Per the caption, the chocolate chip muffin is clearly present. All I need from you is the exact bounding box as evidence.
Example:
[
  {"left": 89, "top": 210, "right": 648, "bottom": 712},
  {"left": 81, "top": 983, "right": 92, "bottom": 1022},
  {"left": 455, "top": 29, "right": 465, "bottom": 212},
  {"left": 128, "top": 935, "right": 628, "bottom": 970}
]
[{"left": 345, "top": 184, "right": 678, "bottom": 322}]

*-*-*

* _Work to do_:
Reproduce these records with "chocolate chip muffin" swapped for "blueberry muffin" and nothing else altered.

* _Written solution_:
Per the caption, the blueberry muffin is clearly present. All I need from you is the exact bounding box as evidence.
Example:
[
  {"left": 89, "top": 210, "right": 648, "bottom": 712},
  {"left": 81, "top": 983, "right": 92, "bottom": 1022},
  {"left": 455, "top": 29, "right": 465, "bottom": 212},
  {"left": 128, "top": 935, "right": 628, "bottom": 970}
]
[{"left": 345, "top": 184, "right": 678, "bottom": 322}]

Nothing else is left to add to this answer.